- _PROBLEM TO WORK ON_
Faithfully repeat all of the records, as they are written below.
[INFORMATION]
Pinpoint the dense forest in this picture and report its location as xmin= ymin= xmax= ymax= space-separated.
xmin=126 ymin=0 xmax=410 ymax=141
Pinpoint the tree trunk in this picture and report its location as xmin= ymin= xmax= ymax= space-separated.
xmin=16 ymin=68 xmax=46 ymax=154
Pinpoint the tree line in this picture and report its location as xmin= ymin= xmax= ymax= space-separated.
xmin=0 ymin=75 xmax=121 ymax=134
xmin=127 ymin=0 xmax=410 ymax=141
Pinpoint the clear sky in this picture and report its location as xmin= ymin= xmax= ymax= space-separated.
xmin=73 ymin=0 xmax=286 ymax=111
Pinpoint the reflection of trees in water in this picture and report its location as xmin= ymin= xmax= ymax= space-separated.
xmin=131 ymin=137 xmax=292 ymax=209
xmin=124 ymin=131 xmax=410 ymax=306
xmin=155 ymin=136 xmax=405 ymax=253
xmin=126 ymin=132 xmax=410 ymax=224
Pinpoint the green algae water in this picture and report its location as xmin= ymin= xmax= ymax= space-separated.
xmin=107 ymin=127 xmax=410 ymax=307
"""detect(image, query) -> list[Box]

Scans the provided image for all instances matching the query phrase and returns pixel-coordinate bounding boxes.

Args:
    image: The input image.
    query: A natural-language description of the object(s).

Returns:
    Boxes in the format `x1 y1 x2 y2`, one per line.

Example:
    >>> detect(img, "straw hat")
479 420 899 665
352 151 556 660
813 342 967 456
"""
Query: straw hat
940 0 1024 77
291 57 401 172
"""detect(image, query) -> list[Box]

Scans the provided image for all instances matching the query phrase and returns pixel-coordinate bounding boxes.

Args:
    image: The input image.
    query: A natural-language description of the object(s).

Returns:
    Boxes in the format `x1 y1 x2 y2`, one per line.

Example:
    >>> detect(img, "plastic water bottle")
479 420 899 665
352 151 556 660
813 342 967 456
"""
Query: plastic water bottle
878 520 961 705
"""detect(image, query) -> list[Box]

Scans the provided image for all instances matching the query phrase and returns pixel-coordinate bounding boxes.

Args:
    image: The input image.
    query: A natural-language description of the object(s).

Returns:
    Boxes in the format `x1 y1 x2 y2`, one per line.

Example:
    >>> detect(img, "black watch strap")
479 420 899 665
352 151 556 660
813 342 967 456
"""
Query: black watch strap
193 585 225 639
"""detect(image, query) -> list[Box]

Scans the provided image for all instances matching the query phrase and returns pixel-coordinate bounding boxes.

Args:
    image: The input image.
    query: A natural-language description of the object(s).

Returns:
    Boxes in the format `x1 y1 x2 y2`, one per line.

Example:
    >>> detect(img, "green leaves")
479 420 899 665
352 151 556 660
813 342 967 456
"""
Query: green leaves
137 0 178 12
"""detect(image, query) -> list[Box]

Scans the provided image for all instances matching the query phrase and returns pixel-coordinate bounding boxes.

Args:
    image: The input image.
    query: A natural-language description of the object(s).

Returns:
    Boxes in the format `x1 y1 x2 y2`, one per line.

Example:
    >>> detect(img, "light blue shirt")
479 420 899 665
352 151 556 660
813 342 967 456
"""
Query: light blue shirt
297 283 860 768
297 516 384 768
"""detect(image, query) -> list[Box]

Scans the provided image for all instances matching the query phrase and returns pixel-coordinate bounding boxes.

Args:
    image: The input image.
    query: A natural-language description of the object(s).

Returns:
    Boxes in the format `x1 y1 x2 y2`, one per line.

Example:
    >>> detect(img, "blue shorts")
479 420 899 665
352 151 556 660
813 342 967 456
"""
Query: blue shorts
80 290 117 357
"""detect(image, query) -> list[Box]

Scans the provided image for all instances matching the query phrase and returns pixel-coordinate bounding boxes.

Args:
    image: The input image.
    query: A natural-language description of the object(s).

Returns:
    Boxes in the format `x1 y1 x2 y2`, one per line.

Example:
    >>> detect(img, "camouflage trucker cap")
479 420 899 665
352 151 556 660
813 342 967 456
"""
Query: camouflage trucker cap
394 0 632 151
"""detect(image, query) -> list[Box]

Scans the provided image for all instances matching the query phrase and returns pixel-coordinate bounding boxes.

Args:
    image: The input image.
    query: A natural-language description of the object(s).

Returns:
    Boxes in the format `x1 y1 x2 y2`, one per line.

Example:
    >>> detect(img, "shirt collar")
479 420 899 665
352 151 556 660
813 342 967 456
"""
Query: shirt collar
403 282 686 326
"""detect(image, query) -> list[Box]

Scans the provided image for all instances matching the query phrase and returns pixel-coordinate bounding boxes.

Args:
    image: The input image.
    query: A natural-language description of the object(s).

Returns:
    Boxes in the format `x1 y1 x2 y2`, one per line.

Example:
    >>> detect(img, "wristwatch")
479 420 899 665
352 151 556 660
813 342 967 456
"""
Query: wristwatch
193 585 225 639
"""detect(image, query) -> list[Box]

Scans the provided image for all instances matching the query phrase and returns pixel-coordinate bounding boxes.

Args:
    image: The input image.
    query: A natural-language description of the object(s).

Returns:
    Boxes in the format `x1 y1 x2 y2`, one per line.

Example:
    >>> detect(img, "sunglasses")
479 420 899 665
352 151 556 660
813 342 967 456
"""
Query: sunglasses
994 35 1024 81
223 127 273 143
[/INFORMATION]
- _ANSWER SECTION_
Pinpoint the dense forest in this picture and report its location as xmin= ymin= xmax= ymax= space-separated.
xmin=126 ymin=0 xmax=410 ymax=141
Pinpoint the tree trunk in this picture and report its location as xmin= ymin= xmax= ymax= space-separated.
xmin=16 ymin=68 xmax=46 ymax=154
Pinpoint the tree line in this picture and report its location as xmin= ymin= xmax= ymax= space-separated.
xmin=0 ymin=75 xmax=121 ymax=134
xmin=127 ymin=0 xmax=410 ymax=141
Pinpoint the clear sky in this picture and report its location as xmin= ymin= xmax= ymax= space-separated.
xmin=73 ymin=0 xmax=286 ymax=111
Pinpoint the reflection of trees in water in this picture and report its location as xmin= ymin= xmax= ymax= space-separated.
xmin=131 ymin=137 xmax=292 ymax=209
xmin=124 ymin=131 xmax=410 ymax=306
xmin=155 ymin=136 xmax=405 ymax=253
xmin=126 ymin=132 xmax=410 ymax=224
Pinpoint the green algae water in this picture and report its location as xmin= ymin= xmax= ymax= space-separated.
xmin=107 ymin=127 xmax=410 ymax=307
"""detect(image, query) -> list[Box]

Scans the provided image for all instances matching the query phrase and returns pixel-coordinate bounding boxes.

Args:
    image: The input image.
    query: A natural-language description of the object(s).

Returns:
    Boxes in the format `x1 y1 x2 y2`, one per line.

Example:
    >>> detect(img, "straw hat")
479 420 899 665
352 151 556 660
813 342 967 456
"""
Query: straw hat
940 0 1024 77
291 57 401 172
"""detect(image, query) -> list[Box]

Scans the provided image for all instances matching the query phrase and returns pixel-coordinate bounding boxes.

Args:
    image: The input image.
    query: A natural-language description of the object(s).

Returns:
    Boxes in the format `x1 y1 x2 y2`, one per line.

Example:
    >>> detect(img, "plastic water bottle")
479 420 899 665
352 151 556 660
813 342 967 456
"""
Query: plastic water bottle
878 520 961 705
"""detect(image, query) -> list[Box]

Scans the provided image for all instances matching the query phrase and returns pixel-coordinate bounding boxes.

Args:
    image: The input image.
    query: A natural-language description of the object(s).

Returns:
    Boxes in the format `x1 y1 x2 y2`, one per line.

Example:
    >>> detect(img, "black watch strap")
479 420 899 665
352 151 556 660
813 342 967 456
"""
Query: black watch strap
193 585 225 639
"""detect(image, query) -> list[Box]

Scans the provided image for all instances matching the query phrase and returns pixel-coordinate bounding boxes.

Args:
    image: The input image.
    query: A natural-language description of the object(s).

Returns:
    Boxes in the format `x1 y1 x2 y2`, one per line.

Example:
    >>> detect(img, "green leaves")
479 420 899 665
352 151 556 660
813 342 967 456
"""
Query: green leaves
137 0 178 12
"""detect(image, query) -> list[Box]

Scans the provided image for all instances matching the query phrase and returns pixel-coordinate bounding boxes.

Args:
    image: The input image.
    query: A natural-language description of the object(s).

Returns:
    Boxes in the format `x1 y1 x2 y2`, one per line.

Example:
    >>> detect(img, "light blue shirt")
479 420 899 665
352 151 556 660
813 342 967 456
"""
Query: light blue shirt
297 283 860 768
297 516 384 768
"""detect(image, query) -> list[Box]

Scans the provided image for all instances matching the query phrase and returns pixel-coordinate bounding boxes.

Args:
    image: The input image.
    query: A natural-language description of the object(s).

Returns:
    Boxes in the format `x1 y1 x2 y2`, one per line.

Example:
    >>> detect(img, "blue shorts")
479 420 899 665
352 151 556 660
813 342 967 456
"""
Query: blue shorts
80 290 117 357
"""detect(image, query) -> list[Box]

Scans the provided image for all instances matching the query phrase and returns pixel-coordinate bounding boxes.

Args:
    image: The input image.
    query: A natural-language description of the object(s).

Returns:
    Boxes in the format `x1 y1 x2 y2`, one per line.

Example:
    >>> detect(img, "camouflage trucker cap")
479 420 899 665
352 151 556 660
813 342 967 456
"""
Query: camouflage trucker cap
394 0 632 151
"""detect(image, query) -> list[Box]

Scans the provided image for all instances matching the query phrase and returns pixel-coordinate bounding boxes.

Args:
    image: The input image.
    query: A natural-language description of the object(s).

Returns:
    Boxes in the format `x1 y1 x2 y2`, one per line.

Example:
    >>> detect(img, "shirt collar")
479 420 899 665
352 151 556 660
813 342 967 456
"""
Query: shirt collar
403 282 686 326
"""detect(image, query) -> list[Box]

Scans the provided image for all instances matching the query phrase and returns pixel-coordinate bounding boxes.

Args:
    image: The input image.
    query: A natural-language description of the object(s).

Returns:
    Boxes in the format `x1 y1 x2 y2`, one per line.

Example:
    >>> detect(img, "wristwatch")
479 420 899 665
352 151 556 660
813 342 967 456
"""
Query: wristwatch
193 585 225 639
"""detect(image, query) -> list[Box]

Scans the provided image for all instances matching the query phrase and returns pixel-coordinate bounding boxes.

Args:
    image: The input image.
    query: A natural-language description of the object(s).

Returns:
    Boxes in the format `x1 y1 x2 y2`, one per line.

Example:
    >>> detect(img, "sunglasses")
479 420 899 665
352 151 556 660
813 342 967 456
"""
Query: sunglasses
994 35 1024 81
223 127 273 143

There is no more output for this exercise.